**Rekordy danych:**
..............................

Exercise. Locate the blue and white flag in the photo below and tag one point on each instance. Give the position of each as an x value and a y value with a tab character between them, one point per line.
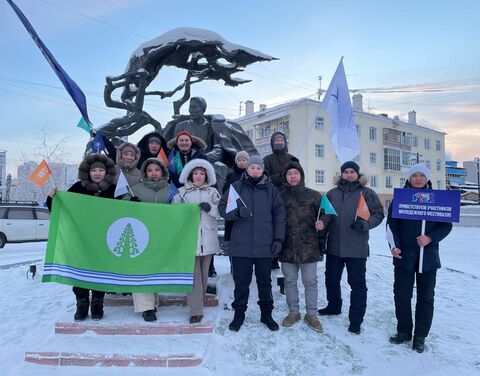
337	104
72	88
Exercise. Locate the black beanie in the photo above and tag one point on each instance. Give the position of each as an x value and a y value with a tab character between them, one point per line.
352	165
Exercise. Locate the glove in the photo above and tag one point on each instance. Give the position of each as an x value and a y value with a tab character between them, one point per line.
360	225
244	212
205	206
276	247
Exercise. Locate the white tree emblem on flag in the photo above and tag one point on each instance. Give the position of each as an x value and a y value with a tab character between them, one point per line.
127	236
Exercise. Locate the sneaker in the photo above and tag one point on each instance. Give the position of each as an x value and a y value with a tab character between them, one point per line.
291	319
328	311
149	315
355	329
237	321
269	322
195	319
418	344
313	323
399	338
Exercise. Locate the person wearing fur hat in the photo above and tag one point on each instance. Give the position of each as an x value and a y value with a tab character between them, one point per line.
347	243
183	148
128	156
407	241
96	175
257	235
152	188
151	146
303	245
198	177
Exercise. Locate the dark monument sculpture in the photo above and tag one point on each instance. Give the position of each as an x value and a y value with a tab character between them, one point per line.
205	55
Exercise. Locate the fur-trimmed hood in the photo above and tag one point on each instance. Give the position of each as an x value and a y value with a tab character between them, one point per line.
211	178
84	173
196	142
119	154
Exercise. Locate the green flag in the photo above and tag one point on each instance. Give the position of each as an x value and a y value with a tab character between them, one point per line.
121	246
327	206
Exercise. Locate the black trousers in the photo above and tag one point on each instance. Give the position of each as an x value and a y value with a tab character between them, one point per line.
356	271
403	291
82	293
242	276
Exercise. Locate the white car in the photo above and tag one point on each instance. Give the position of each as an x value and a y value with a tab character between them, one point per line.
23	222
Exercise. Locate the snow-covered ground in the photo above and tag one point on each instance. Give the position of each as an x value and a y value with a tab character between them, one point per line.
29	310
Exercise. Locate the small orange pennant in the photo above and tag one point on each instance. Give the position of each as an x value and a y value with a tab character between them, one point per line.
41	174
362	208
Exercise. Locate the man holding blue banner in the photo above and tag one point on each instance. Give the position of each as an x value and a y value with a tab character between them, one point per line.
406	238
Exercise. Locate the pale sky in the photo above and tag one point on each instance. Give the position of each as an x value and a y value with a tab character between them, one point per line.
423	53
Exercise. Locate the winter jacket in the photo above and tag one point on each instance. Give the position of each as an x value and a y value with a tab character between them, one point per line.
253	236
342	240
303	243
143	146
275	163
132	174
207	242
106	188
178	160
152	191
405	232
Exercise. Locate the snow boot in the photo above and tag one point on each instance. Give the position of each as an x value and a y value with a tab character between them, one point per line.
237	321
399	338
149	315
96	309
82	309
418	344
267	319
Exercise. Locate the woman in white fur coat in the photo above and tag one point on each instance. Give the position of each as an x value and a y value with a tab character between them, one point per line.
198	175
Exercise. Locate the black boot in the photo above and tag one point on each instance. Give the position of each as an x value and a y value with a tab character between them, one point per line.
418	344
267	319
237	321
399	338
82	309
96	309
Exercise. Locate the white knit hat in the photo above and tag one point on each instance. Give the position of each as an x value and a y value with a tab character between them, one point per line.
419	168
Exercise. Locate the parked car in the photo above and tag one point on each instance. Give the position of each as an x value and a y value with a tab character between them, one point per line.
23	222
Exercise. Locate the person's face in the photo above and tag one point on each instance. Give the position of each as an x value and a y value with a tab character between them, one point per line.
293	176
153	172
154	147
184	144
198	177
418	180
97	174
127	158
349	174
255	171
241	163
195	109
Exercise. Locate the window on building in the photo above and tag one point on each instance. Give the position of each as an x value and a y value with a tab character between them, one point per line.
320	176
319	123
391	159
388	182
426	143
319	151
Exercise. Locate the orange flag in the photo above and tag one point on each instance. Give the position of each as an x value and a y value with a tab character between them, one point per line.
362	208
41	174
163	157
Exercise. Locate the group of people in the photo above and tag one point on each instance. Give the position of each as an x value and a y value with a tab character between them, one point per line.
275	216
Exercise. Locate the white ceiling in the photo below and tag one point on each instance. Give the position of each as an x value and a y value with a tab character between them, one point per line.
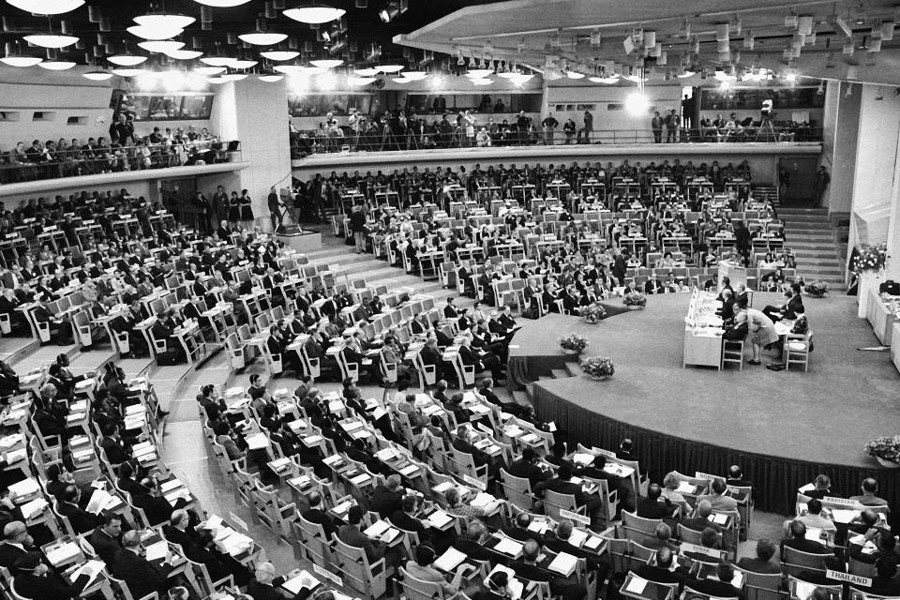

..............................

**Zadanie do wykonania:** Ułóż wiersze wszystkich powyższych pozycji w listę numerowaną, pomijając puste wiersze. Obrazy pomiń w odpowiedzi.

**Rozwiązanie zadania:**
1. Exercise. Locate the blue and white flag in the photo below and tag one point on each instance. Give the position of each as an x value and a y value with a tab character between them, one point per line.
2. 337	104
3. 72	88
4. Exercise. Locate the black beanie in the photo above and tag one point on each instance. Give the position of each as an x value and a y value with a tab character between them, one point per line.
5. 352	165
6. Exercise. Locate the glove in the photo above and tag one point on each instance. Give the position of each as an x value and a y value with a tab character between them, one point per line.
7. 360	225
8. 244	212
9. 205	206
10. 276	247
11. Exercise. Locate the white tree emblem on flag in the photo above and tag one point on each instance. Give the position of each as an x value and a y value with a tab character between them, one point per line.
12. 127	236
13. Exercise. Locate the sneaker in the photo above and tag one point on each instance. Give the position of each as an x value and a y value with a tab character between them, one point per line.
14. 291	319
15. 328	311
16. 149	315
17. 355	329
18. 237	321
19. 269	322
20. 195	319
21. 418	344
22. 313	323
23. 399	338
24. Exercise. Locate the person wearing fur hat in the photo above and tag one point on each instance. Give the position of each as an x value and a y value with a tab character between them, one point per line.
25. 347	243
26. 183	148
27. 128	156
28. 407	241
29. 96	175
30. 257	235
31. 152	188
32. 151	146
33. 303	245
34. 198	177
35. Exercise. Locate the dark monument sculpture in the photo above and tag one point on each instance. Give the position of each as an x value and a y value with a tab character between them, one point per line.
36. 205	55
37. Exercise. Locate the fur-trimmed hood in the photo above and tag one point on each instance. Give the position of each as an x value and a y value with a tab character between them, one point per line.
38. 211	178
39. 84	173
40. 196	142
41. 119	154
42. Exercise. Locate the green flag in the photo above and tag one point on each instance. Give the position of each as an x value and a y value with a tab character between them, one point per line.
43. 121	246
44. 327	206
45. Exercise. Locate the black trousers in the photo above and tag one point on each instance. Give the position of each as an x value and a y value with a tab character between them, one point per line.
46. 356	271
47. 403	291
48. 82	293
49. 242	276
50. Exercise. Locate the white car in the photo above and tag one point on each instance. Give the position of each as an x value and a y value with a tab character between them, one point per line.
51. 23	222
52. Exercise. Locate the snow-covered ground in the photo above and tag one point on each instance. Give the position of each as an x value and a y value with a tab character between them, one point per line.
53. 29	310
54. Exercise. Locate the small orange pennant in the photo above and tag one point on each instance. Give the position of each as an x value and a y value with a tab character between them, one point per line.
55. 41	174
56. 362	208
57. Exercise. Locate the man holding blue banner in the photo above and tag one point on each instance. Give the position of each as an x value and a y value with a tab character between them, one point per line.
58. 406	238
59. Exercise. Locate the pale sky in the photo above and tag one point on each instance. Give the position of each as an x value and a y value with a tab character between them, one point per line.
60. 423	53
61. Exercise. Locate the winter jacket in the photo above and tag one point on each instance. Give the position of each as an x value and a y value with a tab character between them, one point per line.
62. 253	236
63. 342	240
64. 303	243
65. 143	146
66. 275	163
67. 132	174
68. 207	242
69. 106	188
70. 178	160
71. 152	191
72. 405	232
73. Exercise. Locate the snow boot in the photo above and tag one point on each instance. Give the position of each as an x value and a y value with a tab character between them, one point per line.
74. 237	321
75. 399	338
76. 149	315
77. 96	309
78. 82	309
79. 418	344
80. 267	319
81. Exercise. Locate the woman in white fur coat in the photo above and tag one point on each instance. Give the position of each as an x value and a y value with a tab character between them, one point per line.
82. 198	175
83. Exercise. Locate the black boot in the photo above and tag one point on each instance. Give the position of each as an x value and a y value with a tab character between them, one point per line.
84. 418	344
85. 267	319
86. 237	321
87. 399	338
88. 82	309
89. 96	309
90. Exercise. Locate the white knit hat in the photo above and tag one point on each instance. Give the position of each as an x value and a y value with a tab character between them, one point per line.
91. 419	168
92. Exercise. Locate the parked car in the photo above and tag one point on each instance. Give the position of each as an x value and a y value with a tab character between them, one point per line.
93. 23	222
94. Exercise. Locate the person's face in the photo above and tag one point on each instance. Give the position of each as an x value and a y value with a tab character between them, one point per line.
95. 293	176
96. 153	172
97. 154	147
98. 184	144
99. 198	177
100. 418	180
101. 97	174
102. 127	158
103. 349	174
104. 255	171
105. 241	163
106. 195	109
107. Exercise. Locate the window on building in the photo above and tag one point on each instance. Give the position of each as an x value and a y value with a tab character between them, one point per line.
108. 320	176
109. 319	123
110. 391	159
111. 388	182
112. 426	143
113. 319	151
114. Exercise. Locate the orange flag in the photo above and tag one point on each instance. Give the position of each as an x value and a y value with a tab character between them, one point per line.
115. 362	208
116. 41	174
117. 163	157
118. Exercise. Locate the group of people in the photo above and tag one point on each instance. Give the position of each as an x value and a y value with a tab character between them, one point per line.
119. 275	216
120. Exercise. Locate the white ceiling in the photo below and tag one point on each instance. Give the position of each as an x value and a y value with a tab character between them, one point per line.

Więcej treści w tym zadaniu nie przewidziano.